Rewrite every line of the records below, requests included. Increase each bounding-box coordinate in the answers by 113, and leave the numbers in the requests and their format samples unchanged.

:: Input material

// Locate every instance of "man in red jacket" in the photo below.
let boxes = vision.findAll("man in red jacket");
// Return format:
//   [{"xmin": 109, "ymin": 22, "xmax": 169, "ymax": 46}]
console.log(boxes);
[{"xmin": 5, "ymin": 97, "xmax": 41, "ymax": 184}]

::::

- **Result for this exercise**:
// Locate every instance of "man in red jacket" in the photo below.
let boxes = vision.findAll("man in red jacket");
// Return format:
//   [{"xmin": 109, "ymin": 22, "xmax": 169, "ymax": 46}]
console.log(boxes);
[{"xmin": 118, "ymin": 210, "xmax": 154, "ymax": 297}]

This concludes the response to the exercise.